** Tasks **
1. In the text on Sydenham and gout, quote the stretch from "When you explore" through "share Sydenham’s hyperuricemia." word for word.
2. Answer these from the text on Sydenham and gout:
(a) In what years did Thomas Sydenham live?
(b) Did Sydenham say gout attacked the rich or the poor more often?
(c) What condition do many kings, generals and professors share with Sydenham?
3. Translate this sentence from the text on Sydenham and gout into Spanish: "Like Hippocrates, he charted the course of disease."

Sydenham and the Gout
Thomas Sydenham (1624–1689). One of England’s most highly regarded physician, Sydenham believed in direct observation and the power of reason. Like Hippocrates, he charted the course of disease. He believed in credible signs and symptoms and differential diagnosis. Sydenham also suffered from gout and so felt a deep compassion for others. He proclaimed that gout attacked the rich more often than the poor, and that it rarely attacked fools. He has been quoted as saying that “those who may choose may except the present writer,” and “If you drink wine, you have the gout, if you do not drink wine, the gout has you.” Too bad Sydenham was unaware of the autumn crocus/colchicine.
“Gout attacks such old men as, after passing the best part of their lives in ease and comfort, indulging freely in high living, wine, and other generous drinks, at length, from inactivity, the usual attendment of advanced life, have left off altogether the bodily exercises of their youth. Such men have generally large heads, are of a full, humid, and lax habit, and process a luxurious and vigorous constitution, with excellent vital stamina”
When you explore the molecular biology of gout, you will see a high level of coffee like stimulant in continuous circulation due to an inborn error of metabolism. Many kings, generals, professors, many of these famous doctors and possibly a recent US president share Sydenham’s hyperuricemia.

** Information shown **

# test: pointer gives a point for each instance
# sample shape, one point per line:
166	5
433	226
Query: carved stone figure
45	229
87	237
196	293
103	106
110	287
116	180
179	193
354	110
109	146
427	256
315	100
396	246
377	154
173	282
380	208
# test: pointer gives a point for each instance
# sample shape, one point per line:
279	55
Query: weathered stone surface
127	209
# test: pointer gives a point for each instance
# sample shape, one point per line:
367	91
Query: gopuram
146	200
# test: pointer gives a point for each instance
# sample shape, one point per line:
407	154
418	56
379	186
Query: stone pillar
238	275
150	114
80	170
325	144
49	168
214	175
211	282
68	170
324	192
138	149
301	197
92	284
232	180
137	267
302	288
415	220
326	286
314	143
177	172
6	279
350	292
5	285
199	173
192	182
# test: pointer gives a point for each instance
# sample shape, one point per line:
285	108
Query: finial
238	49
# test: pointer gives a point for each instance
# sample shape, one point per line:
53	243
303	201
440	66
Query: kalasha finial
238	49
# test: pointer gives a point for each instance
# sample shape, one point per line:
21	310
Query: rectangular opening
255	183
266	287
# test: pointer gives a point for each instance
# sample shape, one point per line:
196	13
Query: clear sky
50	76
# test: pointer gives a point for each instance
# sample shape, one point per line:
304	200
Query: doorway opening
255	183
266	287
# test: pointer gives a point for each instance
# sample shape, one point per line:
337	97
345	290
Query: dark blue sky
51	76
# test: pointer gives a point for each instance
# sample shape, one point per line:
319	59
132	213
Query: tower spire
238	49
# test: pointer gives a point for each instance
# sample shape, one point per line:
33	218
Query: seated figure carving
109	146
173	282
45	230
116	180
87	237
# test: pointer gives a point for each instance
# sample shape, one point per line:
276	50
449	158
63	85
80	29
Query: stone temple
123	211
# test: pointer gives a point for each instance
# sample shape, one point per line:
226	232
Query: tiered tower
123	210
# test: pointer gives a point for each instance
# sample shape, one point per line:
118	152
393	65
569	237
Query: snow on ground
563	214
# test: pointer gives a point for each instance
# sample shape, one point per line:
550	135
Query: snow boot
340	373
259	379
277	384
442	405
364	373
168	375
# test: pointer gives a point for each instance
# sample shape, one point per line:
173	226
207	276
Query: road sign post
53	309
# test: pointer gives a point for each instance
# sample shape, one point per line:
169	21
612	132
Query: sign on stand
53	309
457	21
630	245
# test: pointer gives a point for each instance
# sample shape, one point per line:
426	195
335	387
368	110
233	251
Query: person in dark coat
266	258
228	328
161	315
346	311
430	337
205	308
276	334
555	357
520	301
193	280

** Task-by-task outputs **
1.
When you explore the molecular biology of gout, you will see a high level of coffee like stimulant in continuous circulation due to an inborn error of metabolism. Many kings, generals, professors, many of these famous doctors and possibly a recent US president share Sydenham’s hyperuricemia.

2.
(a) 1624–1689
(b) The rich
(c) Hyperuricemia

3. Al igual que Hipócrates, trazó el curso de la enfermedad.